_Extract to read_.

START

I have two very positive notes - most 'recent' bottle drunk in 2017.

I have not touched my DdC red 2015 & even have a magnum. Having read this thread, rather nervous as to its prospects.

As for DdC blanc - drink it very young. I only have 2010 remaining. :eek: Recently almost purchased 2017 & see that 2021 receives rave reviews. But I've suffered too many poor bottles to be so reckless as to buy anymore.
 
PAUL D'S GRAVES GREATS - Piccolino, Exchange Square, London (13/05/2022)

First dinner in the private room at Piccolino for a couple of years and was great to be back. Once again the space and side table and ice buckets let us just get on with things.

Although the glassware did not have the very thinnest rims was good. And we recalibrated how much to pour pretty well after a lack of practice!

I wonder how Burgundy might fare in these glasses?

Whites
  • 2017 Château Carbonnieux Blanc - France, Bordeaux, Graves, Pessac-Léognan
    Served a little warmer than would be ideal but second pour after time in iced water helped it to show more. Some lime cordial on pouring later some lanolin and a certain rice pudding creaminess with just a touch of nutmeg. (89 pts.)

END

_Stated goal A_. In the wine notes, what is the only vintage of DdC blanc the writer still has?
_Stated goal B_. Decide whether each statement agrees with the wine notes, and answer yes or no with the words from the notes that settle it: (i) The writer owns a magnum of the DdC red 2015. (ii) The 2017 Château Carbonnieux Blanc was served colder than ideal. (iii) The glassware at the dinner had the very thinnest rims.
_Stated goal C_. Carry on writing the wine notes after their last sentence.

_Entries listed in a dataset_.

START

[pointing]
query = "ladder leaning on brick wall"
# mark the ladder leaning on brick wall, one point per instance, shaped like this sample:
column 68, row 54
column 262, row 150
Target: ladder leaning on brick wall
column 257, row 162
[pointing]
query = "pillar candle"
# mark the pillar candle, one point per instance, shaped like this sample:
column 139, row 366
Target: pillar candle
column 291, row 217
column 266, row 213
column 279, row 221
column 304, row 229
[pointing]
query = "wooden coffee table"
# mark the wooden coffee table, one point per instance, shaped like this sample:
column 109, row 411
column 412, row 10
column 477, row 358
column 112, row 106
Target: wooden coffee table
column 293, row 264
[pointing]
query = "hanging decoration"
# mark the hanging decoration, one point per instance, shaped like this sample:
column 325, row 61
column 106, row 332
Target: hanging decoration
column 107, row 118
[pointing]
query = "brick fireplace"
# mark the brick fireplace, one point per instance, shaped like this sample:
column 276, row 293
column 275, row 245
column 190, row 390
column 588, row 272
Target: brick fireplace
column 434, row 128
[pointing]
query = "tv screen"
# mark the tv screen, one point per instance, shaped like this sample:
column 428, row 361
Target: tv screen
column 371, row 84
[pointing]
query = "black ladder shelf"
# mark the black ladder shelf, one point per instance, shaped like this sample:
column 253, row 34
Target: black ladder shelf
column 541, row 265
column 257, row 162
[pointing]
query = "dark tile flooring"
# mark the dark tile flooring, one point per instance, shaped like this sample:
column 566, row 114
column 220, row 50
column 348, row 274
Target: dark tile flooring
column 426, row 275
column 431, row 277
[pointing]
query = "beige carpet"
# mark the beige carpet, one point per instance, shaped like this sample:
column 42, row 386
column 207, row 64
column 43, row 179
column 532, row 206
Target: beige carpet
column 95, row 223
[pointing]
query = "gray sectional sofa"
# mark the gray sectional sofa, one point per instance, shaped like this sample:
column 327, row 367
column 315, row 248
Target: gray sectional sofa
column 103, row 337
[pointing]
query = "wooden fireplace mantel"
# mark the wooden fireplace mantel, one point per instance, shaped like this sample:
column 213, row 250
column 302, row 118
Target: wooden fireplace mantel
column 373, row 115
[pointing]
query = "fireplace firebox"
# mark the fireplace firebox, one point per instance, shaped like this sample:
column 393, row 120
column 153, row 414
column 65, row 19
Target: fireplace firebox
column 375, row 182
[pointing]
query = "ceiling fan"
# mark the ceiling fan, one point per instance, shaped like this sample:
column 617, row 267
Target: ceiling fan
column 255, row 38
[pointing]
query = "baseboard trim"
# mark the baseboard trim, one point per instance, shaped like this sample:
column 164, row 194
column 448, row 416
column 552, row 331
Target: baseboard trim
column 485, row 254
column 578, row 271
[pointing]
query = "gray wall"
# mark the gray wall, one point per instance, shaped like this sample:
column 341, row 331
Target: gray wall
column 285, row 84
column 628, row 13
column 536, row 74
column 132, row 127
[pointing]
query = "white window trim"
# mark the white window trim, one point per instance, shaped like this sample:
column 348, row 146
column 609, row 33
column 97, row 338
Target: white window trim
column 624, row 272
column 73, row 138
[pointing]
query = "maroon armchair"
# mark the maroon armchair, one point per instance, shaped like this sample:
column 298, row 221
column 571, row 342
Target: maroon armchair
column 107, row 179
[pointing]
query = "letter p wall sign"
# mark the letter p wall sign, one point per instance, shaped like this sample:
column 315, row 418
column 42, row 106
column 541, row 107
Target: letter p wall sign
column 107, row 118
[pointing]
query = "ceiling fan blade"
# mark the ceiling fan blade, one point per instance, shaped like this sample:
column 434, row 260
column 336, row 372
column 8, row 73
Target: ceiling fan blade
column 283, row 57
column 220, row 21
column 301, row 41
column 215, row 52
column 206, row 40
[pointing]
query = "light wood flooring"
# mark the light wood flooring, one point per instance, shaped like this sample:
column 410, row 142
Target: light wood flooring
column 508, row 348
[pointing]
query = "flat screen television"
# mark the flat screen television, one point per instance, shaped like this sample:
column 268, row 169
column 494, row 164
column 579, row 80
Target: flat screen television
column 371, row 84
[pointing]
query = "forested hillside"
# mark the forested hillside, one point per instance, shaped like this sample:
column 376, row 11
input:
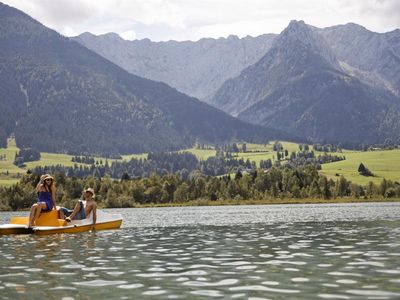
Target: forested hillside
column 58, row 96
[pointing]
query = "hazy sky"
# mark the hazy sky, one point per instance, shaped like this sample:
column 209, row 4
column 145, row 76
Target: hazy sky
column 161, row 20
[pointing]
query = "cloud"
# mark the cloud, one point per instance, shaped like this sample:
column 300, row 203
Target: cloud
column 129, row 35
column 194, row 19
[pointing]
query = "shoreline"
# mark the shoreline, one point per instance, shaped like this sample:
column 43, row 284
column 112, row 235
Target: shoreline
column 262, row 202
column 249, row 202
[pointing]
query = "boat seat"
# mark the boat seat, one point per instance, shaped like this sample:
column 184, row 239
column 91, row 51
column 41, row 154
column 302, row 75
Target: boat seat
column 49, row 218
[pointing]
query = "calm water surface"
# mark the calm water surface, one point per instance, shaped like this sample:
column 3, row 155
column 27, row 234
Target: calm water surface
column 344, row 251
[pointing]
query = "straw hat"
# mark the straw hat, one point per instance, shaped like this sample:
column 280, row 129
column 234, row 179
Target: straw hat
column 46, row 176
column 90, row 190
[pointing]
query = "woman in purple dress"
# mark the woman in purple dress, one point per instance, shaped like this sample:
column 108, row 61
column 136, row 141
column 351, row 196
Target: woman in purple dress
column 46, row 198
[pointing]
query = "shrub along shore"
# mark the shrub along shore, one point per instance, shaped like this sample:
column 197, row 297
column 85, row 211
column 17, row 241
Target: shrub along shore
column 275, row 186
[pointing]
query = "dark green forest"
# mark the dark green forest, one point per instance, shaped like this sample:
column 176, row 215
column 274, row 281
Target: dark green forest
column 275, row 183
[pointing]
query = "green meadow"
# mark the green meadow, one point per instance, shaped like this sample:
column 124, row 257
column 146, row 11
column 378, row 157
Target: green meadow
column 383, row 163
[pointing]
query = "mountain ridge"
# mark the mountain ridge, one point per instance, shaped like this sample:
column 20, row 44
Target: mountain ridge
column 59, row 96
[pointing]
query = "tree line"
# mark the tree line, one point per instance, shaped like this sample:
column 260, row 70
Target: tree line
column 277, row 182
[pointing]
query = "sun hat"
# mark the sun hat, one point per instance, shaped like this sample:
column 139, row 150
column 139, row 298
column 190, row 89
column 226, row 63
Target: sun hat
column 90, row 190
column 46, row 176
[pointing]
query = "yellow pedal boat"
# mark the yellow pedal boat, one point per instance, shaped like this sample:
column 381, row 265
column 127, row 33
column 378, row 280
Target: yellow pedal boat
column 49, row 223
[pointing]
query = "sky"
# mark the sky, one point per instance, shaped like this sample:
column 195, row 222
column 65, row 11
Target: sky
column 162, row 20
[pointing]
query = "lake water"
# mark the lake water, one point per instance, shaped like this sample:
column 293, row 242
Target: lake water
column 338, row 251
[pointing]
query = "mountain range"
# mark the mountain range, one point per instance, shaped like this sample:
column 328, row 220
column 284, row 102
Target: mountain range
column 197, row 68
column 338, row 84
column 58, row 96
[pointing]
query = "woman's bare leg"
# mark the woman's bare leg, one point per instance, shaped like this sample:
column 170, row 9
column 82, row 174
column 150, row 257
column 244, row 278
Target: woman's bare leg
column 61, row 214
column 41, row 206
column 75, row 211
column 32, row 214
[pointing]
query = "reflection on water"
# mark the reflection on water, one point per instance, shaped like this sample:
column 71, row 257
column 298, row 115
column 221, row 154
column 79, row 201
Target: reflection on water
column 246, row 252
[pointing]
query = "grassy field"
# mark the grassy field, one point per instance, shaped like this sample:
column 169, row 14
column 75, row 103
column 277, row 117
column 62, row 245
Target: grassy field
column 384, row 164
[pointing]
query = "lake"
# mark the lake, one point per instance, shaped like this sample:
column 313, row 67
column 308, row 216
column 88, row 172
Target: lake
column 326, row 251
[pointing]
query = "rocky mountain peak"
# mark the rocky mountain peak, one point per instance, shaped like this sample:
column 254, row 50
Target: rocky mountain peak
column 299, row 36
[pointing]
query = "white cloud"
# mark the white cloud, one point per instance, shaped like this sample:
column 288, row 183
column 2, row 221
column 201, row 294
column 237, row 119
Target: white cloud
column 194, row 19
column 129, row 35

END

_Right answer A_. 2010

_Right answer B_.
(i) Yes: "I have not touched my DdC red 2015 & even have a magnum."
(ii) No: "Served a little warmer than would be ideal"
(iii) No: "Although the glassware did not have the very thinnest rims was good."

_Right answer C_.
  • 2015 Château La Louvière Blanc - France, Bordeaux, Graves, Pessac-Léognan
    Some reduction on pouring which begins to dissipate after some time in the glass. Some blood orange and grapefruit notes to the nose emerge then some oatmeal and toasted brown breadcrumbs. Fresh and long. Nice mouthfeel. (88 pts.)
  • 2014 Domaine de Chevalier Blanc - France, Bordeaux, Graves, Pessac-Léognan
    This wine seemed to ebb and flow and somewhat and divided opinions around the table. There is a subtle mandarin juice quality to the nose as well some lime zest. Some wet wool and baked apple makes an appearance in time. Nice texture. Don't have any but if I did, on this showing, would probably begin to accelerate drinking through. (88 pts.)
1982
  • 1982 Château Pape Clément - France, Bordeaux, Graves, Pessac-Léognan
    On first pour there is something odd about the nose, suggestive of low level cork taint. Mercifully after 10 mins in the glass this largely blows off and the wine is enjoyable. There is something a little minty to the nose in addition to very Graves tobacco characteristics. Lovely savouriness to it. There are some notes of grated milk chocolate to the nose too. A treat. (90 pts.)
  • 1982 Château Smith Haut Lafitte - France, Bordeaux, Graves, Pessac-Léognan
    In a lovely place and such a treat to enjoy a wine from this great vintage at 40. There is a lovely brown sugar sweetness to the nose with some cool green leafiness. Certainly à point tonight although suspect unlikely to improve much from here. Palate very fleet of foot and light. A treat my 5th favourite wine of the night in a very, very tight field. (92 pts.)
1996
  • 1996 Château La Tour Haut-Brion - France, Bordeaux, Graves, Pessac-Léognan
    Very classical LTHB. Rich and deep, with some smokiness and subtle tea notes (Russian Caravan perhaps). Also layer upon layer of dark fruits. The palate has more of the same but the tannins are not fully resolved. Lovely as this was tonight with another 5 years I suspect even better. My second favourite wine of the night. (93 pts.)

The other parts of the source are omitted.